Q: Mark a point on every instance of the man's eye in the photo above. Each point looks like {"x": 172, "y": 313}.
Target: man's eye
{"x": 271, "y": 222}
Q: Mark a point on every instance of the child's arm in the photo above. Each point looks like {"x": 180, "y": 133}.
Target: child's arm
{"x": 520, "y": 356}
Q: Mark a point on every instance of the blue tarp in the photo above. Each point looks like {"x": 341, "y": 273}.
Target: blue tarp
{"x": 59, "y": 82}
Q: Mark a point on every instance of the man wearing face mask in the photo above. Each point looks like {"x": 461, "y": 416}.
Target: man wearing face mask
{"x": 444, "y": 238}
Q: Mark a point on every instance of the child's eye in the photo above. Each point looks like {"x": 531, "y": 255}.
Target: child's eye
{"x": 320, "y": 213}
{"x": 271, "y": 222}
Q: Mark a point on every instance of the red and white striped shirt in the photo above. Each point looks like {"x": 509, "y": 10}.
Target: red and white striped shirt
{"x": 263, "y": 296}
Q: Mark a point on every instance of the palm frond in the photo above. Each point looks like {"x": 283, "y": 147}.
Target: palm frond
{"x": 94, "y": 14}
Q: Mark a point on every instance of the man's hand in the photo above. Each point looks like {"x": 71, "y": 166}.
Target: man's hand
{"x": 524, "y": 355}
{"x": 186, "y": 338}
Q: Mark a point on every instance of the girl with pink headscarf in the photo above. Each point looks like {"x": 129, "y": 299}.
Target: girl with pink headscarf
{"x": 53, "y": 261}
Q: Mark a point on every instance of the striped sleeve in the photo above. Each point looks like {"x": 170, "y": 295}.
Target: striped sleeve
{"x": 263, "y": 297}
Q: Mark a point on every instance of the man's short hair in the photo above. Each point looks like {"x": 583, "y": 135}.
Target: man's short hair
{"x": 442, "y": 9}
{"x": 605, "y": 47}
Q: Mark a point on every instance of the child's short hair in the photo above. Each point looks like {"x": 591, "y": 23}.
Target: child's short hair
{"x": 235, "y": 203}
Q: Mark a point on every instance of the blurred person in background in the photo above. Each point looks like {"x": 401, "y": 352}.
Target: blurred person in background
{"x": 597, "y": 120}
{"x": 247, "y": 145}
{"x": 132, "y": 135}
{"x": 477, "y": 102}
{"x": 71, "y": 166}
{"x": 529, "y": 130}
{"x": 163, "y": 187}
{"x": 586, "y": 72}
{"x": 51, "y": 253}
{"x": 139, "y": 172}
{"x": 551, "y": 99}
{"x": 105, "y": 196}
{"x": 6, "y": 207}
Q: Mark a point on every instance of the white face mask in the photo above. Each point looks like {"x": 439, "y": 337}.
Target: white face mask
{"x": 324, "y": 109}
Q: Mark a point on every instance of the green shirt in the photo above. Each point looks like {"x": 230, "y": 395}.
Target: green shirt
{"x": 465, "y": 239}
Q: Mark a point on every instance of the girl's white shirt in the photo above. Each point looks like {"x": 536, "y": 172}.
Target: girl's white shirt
::::
What is needed
Reproduce all of the records above, substituting "surgical mask" for every occurrence of "face mask" and leaving everything else unchanged.

Final answer
Q: Mark a point on every instance of the man's eye in the photo above. Each point looks like {"x": 172, "y": 313}.
Target: man's eye
{"x": 271, "y": 222}
Q: Mark a point on every instance of the child's arm in the photo above. Each point looks like {"x": 180, "y": 133}.
Target: child's arm
{"x": 520, "y": 356}
Q: Mark a point on every instance of the blue tarp in the photo above. Each point looks like {"x": 341, "y": 273}.
Target: blue tarp
{"x": 59, "y": 82}
Q: Mark a point on every instance of the man wearing surgical mask in the photo above. Each point looks like {"x": 461, "y": 416}.
Target: man wearing surgical mask
{"x": 444, "y": 238}
Q: Mark a point on every instance of the child's eye in the photo above. Each point looks like {"x": 531, "y": 255}.
Target: child's eye
{"x": 320, "y": 213}
{"x": 271, "y": 222}
Q: Mark a point on every instance of the red and white striped shirt in the photo above. Each point looks like {"x": 509, "y": 10}.
Target: red and white striped shirt
{"x": 263, "y": 296}
Q: Mark a point on every instance of the palm frond in the photo above. Each point looks like {"x": 283, "y": 147}.
Target: palm frond
{"x": 94, "y": 14}
Q: Mark a point on every instance of the man's hand in the photo above. Each point looks like {"x": 71, "y": 166}.
Target: man's hand
{"x": 524, "y": 355}
{"x": 186, "y": 338}
Q: Mark a point on every instance of the girl with pink headscarf in the photo above. Each point looks like {"x": 129, "y": 299}.
Target: girl with pink headscarf
{"x": 53, "y": 261}
Q: Mark a point on every instance of the striped sleeve in the photo above. Each point looks like {"x": 170, "y": 295}.
Target: striped sleeve
{"x": 263, "y": 297}
Q: Mark a point on every instance of the man's short hair in the photo above. Each point looks like {"x": 583, "y": 135}.
Target: man's short hair
{"x": 442, "y": 9}
{"x": 605, "y": 47}
Q: Mark a point on every instance of the child's short hair in the photo above. Each point looks like {"x": 591, "y": 23}.
Target: child's short hair
{"x": 235, "y": 203}
Q: Mark a point on every instance of the blurred person in background in the photo above. Each point looks like {"x": 401, "y": 352}.
Target: blurred person in background
{"x": 597, "y": 120}
{"x": 247, "y": 145}
{"x": 132, "y": 135}
{"x": 477, "y": 102}
{"x": 71, "y": 166}
{"x": 529, "y": 130}
{"x": 163, "y": 187}
{"x": 586, "y": 72}
{"x": 51, "y": 253}
{"x": 139, "y": 172}
{"x": 551, "y": 99}
{"x": 105, "y": 196}
{"x": 6, "y": 207}
Q: Mark a point on every instance of the white surgical mask in the photo above. Each point looks like {"x": 439, "y": 337}.
Target: white surgical mask
{"x": 324, "y": 109}
Q: Mark a point on every instance of the green shirt in the photo above. Each point looks like {"x": 230, "y": 395}.
Target: green shirt
{"x": 465, "y": 239}
Q: Mark a point on every instance of the girl's white shirt in the photo above. Each point looks like {"x": 536, "y": 172}.
Target: girl's white shirt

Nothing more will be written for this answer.